Exercise instructions: Could the lines from the one with "Please place a point on the spoon handle" through the end of the listing be restated exactly, with nothing else included?

Task material:

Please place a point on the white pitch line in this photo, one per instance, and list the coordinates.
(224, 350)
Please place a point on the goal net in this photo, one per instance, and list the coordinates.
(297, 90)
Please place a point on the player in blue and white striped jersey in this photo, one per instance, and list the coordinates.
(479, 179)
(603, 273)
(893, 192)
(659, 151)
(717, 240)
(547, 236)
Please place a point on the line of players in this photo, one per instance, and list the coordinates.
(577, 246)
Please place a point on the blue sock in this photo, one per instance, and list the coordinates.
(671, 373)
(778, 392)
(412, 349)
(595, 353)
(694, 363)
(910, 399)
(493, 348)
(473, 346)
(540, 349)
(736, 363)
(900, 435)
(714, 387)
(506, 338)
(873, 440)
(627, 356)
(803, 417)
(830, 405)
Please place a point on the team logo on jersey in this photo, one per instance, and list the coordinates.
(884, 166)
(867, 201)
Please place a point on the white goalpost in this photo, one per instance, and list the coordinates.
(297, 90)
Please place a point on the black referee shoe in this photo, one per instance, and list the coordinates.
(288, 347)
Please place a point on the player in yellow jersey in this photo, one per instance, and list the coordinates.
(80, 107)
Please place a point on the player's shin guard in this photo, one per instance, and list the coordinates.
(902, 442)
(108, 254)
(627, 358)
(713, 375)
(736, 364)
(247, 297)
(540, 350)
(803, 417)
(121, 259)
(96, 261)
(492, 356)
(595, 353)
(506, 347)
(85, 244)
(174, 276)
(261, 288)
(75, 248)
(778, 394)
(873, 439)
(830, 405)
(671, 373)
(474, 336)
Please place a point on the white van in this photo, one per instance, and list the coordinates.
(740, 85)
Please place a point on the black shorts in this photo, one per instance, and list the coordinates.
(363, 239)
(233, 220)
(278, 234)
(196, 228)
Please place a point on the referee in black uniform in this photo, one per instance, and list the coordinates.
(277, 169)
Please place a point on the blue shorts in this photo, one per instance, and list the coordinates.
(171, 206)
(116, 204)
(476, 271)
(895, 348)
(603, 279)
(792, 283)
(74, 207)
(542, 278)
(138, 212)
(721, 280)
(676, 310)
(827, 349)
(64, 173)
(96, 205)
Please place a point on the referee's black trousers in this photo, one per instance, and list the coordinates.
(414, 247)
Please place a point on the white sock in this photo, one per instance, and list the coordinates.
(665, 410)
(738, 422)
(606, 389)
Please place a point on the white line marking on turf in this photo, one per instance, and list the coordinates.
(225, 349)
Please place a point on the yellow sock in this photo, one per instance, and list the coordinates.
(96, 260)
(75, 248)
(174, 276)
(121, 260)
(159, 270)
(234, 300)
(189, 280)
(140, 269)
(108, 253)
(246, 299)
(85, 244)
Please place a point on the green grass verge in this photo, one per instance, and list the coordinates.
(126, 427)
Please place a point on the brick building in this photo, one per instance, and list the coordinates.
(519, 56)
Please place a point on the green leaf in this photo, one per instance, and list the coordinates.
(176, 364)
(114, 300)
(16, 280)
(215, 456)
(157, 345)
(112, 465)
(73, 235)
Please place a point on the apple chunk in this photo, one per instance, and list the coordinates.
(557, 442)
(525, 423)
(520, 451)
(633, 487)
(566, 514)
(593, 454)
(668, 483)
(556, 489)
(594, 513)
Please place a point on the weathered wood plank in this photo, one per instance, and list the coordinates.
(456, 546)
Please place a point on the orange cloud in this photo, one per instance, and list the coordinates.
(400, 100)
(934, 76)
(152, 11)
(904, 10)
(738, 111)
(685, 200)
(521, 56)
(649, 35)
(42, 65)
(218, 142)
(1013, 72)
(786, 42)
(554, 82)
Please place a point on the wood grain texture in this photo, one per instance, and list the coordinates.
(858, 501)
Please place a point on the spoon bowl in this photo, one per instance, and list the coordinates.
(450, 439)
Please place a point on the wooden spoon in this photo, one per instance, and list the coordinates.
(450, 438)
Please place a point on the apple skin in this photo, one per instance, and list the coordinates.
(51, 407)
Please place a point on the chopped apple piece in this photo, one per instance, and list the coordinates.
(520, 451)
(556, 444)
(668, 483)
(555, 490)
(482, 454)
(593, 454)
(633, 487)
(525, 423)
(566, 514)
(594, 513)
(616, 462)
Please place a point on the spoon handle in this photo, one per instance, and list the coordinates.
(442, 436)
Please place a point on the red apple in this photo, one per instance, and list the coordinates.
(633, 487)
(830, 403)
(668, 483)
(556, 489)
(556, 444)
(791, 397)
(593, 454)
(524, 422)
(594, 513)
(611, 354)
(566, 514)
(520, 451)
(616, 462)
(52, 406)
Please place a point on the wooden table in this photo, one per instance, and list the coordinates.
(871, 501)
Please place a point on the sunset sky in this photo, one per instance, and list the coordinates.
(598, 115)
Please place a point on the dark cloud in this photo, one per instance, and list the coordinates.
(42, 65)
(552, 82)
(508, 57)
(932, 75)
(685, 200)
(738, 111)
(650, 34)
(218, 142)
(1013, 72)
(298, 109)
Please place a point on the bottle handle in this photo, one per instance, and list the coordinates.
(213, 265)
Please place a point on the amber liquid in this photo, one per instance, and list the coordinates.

Answer to this problem:
Please place a point on the spoon handle in this photo, one per instance, and list the coordinates.
(442, 436)
Please place a point on the red apple in this photo, one per instance, and list the coordinates.
(633, 487)
(830, 403)
(668, 483)
(556, 489)
(556, 444)
(791, 397)
(593, 454)
(524, 422)
(594, 513)
(611, 354)
(566, 514)
(520, 451)
(616, 462)
(52, 406)
Please place a point on the wooden table in this photo, one per instance, and list the coordinates.
(871, 501)
Please place a point on the sunset sky in this photo, one per instance, and list the coordinates.
(598, 115)
Please place a point on the dark cloud in this photo, one per instance, and list the coordinates.
(42, 65)
(552, 82)
(508, 57)
(932, 75)
(685, 200)
(738, 111)
(650, 34)
(218, 142)
(1013, 72)
(298, 109)
Please place a point on the bottle handle in this photo, one per instance, and list the coordinates.
(213, 265)
Please place a point on the amber liquid in this photo, one per instance, and list the coordinates.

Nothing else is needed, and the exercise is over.